== Given request ==
Write out every line of the data below without changing anything.

──────── Supplied data

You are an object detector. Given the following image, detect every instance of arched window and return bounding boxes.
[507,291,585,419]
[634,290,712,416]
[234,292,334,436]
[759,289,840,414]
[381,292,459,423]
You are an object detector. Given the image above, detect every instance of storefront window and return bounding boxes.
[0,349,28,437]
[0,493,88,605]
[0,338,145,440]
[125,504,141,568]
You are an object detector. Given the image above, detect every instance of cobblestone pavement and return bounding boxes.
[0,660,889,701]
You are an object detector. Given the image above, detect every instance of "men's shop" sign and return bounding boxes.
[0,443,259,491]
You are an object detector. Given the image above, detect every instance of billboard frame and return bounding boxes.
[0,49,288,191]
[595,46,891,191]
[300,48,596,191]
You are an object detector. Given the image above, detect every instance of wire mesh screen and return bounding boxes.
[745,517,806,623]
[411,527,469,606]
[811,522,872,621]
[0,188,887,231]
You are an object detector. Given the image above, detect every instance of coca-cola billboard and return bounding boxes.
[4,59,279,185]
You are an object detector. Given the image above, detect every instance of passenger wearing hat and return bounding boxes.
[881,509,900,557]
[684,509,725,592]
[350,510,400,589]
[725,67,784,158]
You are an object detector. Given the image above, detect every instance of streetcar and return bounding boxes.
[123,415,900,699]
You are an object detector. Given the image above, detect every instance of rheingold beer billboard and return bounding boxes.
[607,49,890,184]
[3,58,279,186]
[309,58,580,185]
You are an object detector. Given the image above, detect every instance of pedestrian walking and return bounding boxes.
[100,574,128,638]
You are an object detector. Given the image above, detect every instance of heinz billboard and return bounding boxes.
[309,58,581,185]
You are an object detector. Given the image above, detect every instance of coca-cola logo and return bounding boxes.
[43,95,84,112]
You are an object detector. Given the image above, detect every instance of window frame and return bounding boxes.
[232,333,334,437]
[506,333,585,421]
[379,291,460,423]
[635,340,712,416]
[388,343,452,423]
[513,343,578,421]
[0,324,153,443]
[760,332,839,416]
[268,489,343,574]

────────────────

== In response ==
You are an object detector. Given the following image, detect every instance of arched window and return bounding boxes.
[507,291,585,419]
[634,290,712,416]
[234,292,334,436]
[759,289,840,414]
[381,292,459,423]
You are an object detector. Given the image above, detect every instance of storefront window and return bounding boxes.
[0,349,28,437]
[0,493,88,605]
[0,338,145,440]
[125,504,141,568]
You are an object detector. Given the image above, detect every instance of cobblestone pavement and return bounding boxes.
[0,660,889,701]
You are an object detector. Given the image above, detect every instance of "men's shop" sign and return bounding boxes.
[0,443,259,491]
You are an object detector. Given the image above, detect every instance of billboard frame and return bounding boxes.
[0,49,288,191]
[595,46,891,191]
[300,48,596,191]
You are an object detector. Given the image above, detect every instance of wire mesh screen and return bounding boxes.
[745,517,806,623]
[411,527,469,606]
[811,522,872,621]
[0,188,887,231]
You are an object detector. Given the image above, detect every instance of coca-cola billboard and return bounding boxes.
[4,59,279,185]
You are an object detector. Given the image above, detect every instance of passenger wearing hat and return bounding boxes.
[881,509,900,557]
[684,509,725,592]
[350,510,400,589]
[725,67,784,158]
You are an object detector. Given the image above, detect every instance of streetcar and return bounding boxes.
[123,415,900,699]
You are an object detector. Given the image above, detect every instance of rheingold beer billboard and return bounding boxes.
[607,49,890,184]
[3,58,279,186]
[309,58,580,185]
You are an object detector. Given the image above, detect every instance of pedestrian walking and return bounding boxes.
[100,574,128,638]
You are an object detector. Given the image above, detect every instance of heinz billboard and return bounding boxes.
[309,58,581,185]
You are an object detector. Given the image above, detect every instance of coca-cola logo and return bounding boxes.
[43,95,84,112]
You are an object detector. Given the image above, detect every instance of window frame and return bounding boxes.
[232,333,334,437]
[506,333,585,421]
[379,291,460,423]
[635,340,712,416]
[388,343,452,423]
[513,343,578,421]
[0,324,153,443]
[760,332,839,416]
[268,489,343,574]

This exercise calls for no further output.